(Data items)
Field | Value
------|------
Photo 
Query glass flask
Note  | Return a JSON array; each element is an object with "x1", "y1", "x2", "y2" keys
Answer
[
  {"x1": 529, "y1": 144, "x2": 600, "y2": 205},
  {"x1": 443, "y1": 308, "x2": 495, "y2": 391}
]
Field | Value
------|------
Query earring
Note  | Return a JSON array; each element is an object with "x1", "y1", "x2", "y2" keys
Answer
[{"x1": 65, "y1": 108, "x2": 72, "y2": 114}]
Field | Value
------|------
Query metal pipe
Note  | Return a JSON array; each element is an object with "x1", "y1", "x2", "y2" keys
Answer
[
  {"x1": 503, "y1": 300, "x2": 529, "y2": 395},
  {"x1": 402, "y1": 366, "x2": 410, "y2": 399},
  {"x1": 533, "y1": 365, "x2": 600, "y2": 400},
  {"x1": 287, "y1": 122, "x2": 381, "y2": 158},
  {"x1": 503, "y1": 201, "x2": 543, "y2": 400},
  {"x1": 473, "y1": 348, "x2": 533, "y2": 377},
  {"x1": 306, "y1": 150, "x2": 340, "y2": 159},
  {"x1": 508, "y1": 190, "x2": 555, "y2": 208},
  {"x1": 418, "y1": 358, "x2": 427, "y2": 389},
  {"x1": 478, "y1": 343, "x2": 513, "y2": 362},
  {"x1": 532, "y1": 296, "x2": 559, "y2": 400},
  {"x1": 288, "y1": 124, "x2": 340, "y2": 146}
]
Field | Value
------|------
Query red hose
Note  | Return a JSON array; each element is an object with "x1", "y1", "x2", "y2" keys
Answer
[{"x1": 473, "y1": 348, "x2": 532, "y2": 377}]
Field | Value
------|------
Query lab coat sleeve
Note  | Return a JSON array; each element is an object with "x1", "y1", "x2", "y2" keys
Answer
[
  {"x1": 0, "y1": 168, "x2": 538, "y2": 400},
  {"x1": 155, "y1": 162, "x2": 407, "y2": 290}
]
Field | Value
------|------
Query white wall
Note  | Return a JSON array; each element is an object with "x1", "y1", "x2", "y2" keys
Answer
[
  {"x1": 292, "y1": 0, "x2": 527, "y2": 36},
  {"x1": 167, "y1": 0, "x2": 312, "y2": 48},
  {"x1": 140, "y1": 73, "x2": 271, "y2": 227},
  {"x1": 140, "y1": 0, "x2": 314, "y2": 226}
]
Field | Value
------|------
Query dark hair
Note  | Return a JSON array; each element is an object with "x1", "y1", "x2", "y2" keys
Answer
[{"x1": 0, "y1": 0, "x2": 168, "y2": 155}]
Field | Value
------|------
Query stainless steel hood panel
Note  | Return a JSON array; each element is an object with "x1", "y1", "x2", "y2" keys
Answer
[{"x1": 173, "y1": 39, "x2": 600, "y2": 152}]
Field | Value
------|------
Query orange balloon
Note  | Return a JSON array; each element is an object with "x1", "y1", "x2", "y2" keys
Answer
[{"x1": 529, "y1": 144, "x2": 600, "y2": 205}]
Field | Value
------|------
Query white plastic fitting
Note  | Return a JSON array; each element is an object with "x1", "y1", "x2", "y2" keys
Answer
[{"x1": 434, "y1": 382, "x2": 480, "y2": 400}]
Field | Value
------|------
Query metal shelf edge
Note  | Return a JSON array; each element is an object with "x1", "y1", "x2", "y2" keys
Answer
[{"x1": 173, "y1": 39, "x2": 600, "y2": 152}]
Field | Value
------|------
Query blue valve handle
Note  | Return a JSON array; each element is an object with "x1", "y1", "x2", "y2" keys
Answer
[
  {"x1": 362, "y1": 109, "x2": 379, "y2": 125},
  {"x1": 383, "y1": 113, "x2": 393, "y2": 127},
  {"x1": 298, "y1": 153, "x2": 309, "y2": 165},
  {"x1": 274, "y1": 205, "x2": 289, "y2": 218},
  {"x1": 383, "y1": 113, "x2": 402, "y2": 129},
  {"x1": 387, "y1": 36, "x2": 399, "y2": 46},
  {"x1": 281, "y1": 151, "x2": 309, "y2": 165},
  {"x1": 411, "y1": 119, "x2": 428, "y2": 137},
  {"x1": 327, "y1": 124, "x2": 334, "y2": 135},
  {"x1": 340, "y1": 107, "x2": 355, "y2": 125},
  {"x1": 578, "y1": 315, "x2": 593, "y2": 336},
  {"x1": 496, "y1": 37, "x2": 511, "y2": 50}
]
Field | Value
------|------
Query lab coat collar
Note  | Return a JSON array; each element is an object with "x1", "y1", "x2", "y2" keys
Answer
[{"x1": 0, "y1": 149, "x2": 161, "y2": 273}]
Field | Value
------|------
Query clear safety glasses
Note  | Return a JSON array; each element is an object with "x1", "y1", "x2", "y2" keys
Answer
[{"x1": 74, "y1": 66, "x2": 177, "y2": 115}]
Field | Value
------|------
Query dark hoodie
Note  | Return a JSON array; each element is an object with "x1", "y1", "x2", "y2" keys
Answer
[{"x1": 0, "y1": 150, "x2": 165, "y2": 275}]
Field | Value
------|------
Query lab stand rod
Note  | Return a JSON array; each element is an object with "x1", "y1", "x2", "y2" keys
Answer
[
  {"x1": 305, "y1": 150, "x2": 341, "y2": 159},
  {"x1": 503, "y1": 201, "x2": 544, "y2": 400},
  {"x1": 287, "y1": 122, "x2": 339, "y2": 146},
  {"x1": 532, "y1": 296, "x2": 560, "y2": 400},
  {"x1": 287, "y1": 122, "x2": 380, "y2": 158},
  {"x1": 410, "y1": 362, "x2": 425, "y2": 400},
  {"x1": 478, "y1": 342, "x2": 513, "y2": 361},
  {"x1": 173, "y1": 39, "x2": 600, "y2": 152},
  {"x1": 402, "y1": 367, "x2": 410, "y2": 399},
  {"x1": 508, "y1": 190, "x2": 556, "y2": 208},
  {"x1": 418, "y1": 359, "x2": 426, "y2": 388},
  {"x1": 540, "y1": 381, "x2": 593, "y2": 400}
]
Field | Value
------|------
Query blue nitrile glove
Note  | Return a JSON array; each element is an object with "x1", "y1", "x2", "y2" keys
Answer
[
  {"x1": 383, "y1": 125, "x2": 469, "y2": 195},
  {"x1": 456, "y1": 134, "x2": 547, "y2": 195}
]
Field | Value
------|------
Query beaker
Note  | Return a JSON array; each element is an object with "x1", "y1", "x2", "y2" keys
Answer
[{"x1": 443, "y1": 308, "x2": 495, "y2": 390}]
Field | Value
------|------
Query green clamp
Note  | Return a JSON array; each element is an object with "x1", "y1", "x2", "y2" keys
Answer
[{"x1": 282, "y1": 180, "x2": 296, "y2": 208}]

● **TASK DESCRIPTION**
Above are the records; report each line in them that includes the word "blue".

● **EXERCISE OUTPUT**
Query blue valve handle
Query blue nitrile glove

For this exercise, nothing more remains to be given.